_OBJECTIVE_
Transcribe the entries below verbatim, starting with the line that contains "I'd be grateful if you could outline the dog's front" and ending with the final line of the entries, both included.

[START OF EXERCISE INPUTS]

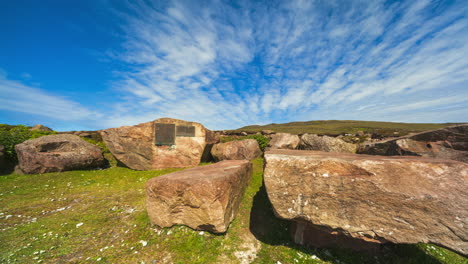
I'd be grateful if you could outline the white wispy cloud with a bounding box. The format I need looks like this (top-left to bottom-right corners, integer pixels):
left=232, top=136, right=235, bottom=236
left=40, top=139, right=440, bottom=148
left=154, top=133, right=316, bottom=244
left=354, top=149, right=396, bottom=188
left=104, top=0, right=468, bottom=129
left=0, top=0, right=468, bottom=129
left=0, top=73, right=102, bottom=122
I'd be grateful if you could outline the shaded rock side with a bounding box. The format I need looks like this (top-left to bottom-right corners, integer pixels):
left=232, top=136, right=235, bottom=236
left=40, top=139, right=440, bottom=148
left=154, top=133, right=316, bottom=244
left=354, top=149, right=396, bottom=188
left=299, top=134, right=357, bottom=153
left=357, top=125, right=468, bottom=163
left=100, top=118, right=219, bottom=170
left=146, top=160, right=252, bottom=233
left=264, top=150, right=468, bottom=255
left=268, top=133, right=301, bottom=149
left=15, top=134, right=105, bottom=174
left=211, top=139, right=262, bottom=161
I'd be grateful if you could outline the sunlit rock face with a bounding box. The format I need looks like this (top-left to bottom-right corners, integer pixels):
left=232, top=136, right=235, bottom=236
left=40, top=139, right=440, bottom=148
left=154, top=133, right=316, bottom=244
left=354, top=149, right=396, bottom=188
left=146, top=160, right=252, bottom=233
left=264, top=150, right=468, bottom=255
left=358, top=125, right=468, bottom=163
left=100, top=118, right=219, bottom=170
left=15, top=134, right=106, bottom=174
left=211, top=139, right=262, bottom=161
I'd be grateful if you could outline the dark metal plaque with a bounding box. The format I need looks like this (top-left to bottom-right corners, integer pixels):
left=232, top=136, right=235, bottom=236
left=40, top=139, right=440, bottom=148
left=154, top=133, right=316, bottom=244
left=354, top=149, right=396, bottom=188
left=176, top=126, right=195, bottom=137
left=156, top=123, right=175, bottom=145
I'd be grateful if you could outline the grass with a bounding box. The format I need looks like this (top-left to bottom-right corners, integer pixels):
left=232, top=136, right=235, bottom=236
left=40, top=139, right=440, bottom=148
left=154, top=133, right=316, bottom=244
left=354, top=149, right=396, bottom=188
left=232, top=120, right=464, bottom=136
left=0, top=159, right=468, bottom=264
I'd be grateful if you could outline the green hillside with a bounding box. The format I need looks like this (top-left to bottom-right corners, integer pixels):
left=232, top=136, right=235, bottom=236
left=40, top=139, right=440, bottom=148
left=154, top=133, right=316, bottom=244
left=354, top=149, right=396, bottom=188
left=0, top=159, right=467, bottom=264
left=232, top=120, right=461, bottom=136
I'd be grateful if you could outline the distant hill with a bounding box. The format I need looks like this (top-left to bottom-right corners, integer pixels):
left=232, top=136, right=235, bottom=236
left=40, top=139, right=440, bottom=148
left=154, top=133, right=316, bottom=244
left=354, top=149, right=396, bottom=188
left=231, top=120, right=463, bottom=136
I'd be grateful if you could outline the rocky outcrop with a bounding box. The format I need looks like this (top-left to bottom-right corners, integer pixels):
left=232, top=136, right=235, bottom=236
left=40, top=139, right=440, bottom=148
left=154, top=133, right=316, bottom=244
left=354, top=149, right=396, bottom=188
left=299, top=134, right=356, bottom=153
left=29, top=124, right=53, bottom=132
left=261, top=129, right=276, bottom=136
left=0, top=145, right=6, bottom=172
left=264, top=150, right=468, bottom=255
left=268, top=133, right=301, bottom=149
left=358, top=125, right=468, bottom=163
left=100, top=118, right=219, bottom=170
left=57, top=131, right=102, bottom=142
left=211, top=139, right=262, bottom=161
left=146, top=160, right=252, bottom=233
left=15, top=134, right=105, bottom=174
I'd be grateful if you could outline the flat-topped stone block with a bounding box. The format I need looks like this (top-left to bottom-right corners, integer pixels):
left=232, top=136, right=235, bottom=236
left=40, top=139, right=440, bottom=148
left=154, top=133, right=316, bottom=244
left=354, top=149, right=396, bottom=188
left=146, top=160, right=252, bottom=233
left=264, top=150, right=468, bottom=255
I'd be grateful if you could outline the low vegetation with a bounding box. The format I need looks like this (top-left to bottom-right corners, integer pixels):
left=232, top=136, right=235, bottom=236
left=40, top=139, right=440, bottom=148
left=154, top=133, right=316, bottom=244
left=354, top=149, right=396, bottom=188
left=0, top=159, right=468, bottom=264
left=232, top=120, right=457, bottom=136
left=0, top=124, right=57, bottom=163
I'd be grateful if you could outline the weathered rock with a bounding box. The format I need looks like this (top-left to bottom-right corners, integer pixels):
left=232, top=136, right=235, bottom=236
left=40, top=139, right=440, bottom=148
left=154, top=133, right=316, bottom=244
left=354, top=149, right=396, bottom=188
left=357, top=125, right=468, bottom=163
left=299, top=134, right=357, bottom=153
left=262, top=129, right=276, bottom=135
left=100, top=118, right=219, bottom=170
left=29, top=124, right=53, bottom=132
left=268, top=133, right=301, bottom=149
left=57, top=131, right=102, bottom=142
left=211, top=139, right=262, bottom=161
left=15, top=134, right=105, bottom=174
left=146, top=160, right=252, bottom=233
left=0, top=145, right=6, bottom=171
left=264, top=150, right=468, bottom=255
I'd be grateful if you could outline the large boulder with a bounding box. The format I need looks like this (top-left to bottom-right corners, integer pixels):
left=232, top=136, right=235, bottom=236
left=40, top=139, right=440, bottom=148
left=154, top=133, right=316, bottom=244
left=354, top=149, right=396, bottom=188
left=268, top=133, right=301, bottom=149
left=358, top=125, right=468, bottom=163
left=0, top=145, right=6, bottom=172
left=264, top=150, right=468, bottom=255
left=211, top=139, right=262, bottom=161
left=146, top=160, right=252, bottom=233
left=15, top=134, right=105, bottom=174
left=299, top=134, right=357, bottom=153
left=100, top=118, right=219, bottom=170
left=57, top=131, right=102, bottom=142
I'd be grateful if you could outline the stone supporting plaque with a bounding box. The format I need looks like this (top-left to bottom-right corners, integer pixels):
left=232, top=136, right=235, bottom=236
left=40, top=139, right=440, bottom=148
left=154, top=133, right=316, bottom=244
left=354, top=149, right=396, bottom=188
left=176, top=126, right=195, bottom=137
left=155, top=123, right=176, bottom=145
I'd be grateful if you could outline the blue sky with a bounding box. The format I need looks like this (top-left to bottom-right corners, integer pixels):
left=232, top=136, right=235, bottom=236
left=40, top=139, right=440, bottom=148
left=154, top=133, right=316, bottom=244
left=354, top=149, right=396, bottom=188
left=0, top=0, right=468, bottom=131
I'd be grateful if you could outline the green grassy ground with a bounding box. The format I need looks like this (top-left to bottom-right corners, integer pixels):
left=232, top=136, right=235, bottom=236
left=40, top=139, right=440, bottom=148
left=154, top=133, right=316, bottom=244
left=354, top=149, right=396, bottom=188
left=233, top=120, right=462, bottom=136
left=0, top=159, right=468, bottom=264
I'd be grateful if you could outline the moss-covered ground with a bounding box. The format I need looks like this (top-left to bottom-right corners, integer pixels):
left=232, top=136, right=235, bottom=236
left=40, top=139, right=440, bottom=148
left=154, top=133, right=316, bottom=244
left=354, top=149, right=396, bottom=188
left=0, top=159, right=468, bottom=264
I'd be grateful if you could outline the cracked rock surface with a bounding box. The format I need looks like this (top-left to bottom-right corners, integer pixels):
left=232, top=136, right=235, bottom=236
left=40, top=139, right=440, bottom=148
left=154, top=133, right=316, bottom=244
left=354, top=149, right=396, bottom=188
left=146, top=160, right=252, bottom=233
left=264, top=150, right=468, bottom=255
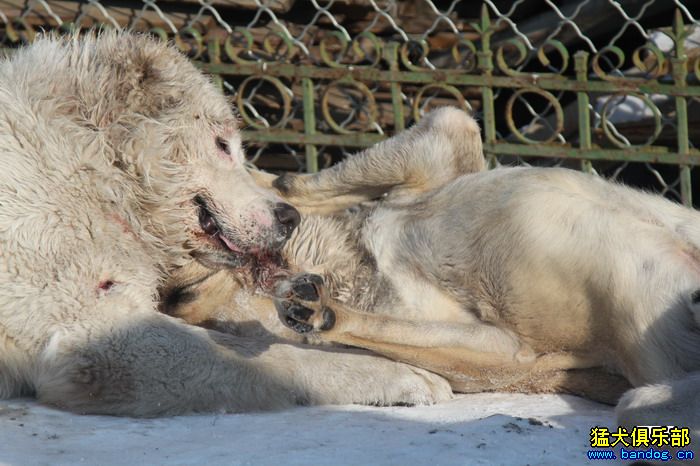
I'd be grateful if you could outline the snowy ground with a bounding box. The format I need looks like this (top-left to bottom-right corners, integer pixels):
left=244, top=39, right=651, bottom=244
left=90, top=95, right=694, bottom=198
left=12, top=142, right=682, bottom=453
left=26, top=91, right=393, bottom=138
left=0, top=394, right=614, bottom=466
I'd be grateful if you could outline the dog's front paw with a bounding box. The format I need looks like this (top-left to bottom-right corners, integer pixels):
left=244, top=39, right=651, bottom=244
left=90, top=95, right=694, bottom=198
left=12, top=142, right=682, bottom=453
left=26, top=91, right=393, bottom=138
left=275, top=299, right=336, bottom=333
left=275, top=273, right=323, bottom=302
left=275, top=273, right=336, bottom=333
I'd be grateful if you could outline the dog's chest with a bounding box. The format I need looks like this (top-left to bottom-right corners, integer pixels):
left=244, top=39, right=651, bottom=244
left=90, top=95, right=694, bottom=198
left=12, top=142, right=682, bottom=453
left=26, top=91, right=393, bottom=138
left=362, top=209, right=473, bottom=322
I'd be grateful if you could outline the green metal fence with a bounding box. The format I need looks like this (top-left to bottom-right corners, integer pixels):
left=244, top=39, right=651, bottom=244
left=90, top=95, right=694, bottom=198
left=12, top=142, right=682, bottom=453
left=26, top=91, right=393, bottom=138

[END OF EXERCISE INPUTS]

_SOLVED EXERCISE_
I'd be grateful if you could outline the dog's front paw with a bounding box. The format I need looks like this (top-left to bottom-right corners, integer pixels):
left=244, top=39, right=651, bottom=244
left=90, top=95, right=694, bottom=198
left=12, top=142, right=682, bottom=453
left=26, top=91, right=393, bottom=138
left=275, top=299, right=336, bottom=333
left=275, top=273, right=323, bottom=302
left=275, top=273, right=336, bottom=333
I'd be grateful if you could outline the dog's chest with a bounding box. The format I need looks like this (top-left to bottom-right corners, integer pixels):
left=244, top=39, right=651, bottom=244
left=90, top=95, right=694, bottom=198
left=12, top=142, right=682, bottom=453
left=26, top=91, right=393, bottom=138
left=362, top=209, right=473, bottom=322
I'd be grateful if you could outline the green metal fence with a bounding box. The format I need looks like this (top-left to bottom-right corners, integer pixels):
left=244, top=39, right=651, bottom=244
left=90, top=95, right=694, bottom=198
left=12, top=142, right=682, bottom=453
left=26, top=91, right=393, bottom=138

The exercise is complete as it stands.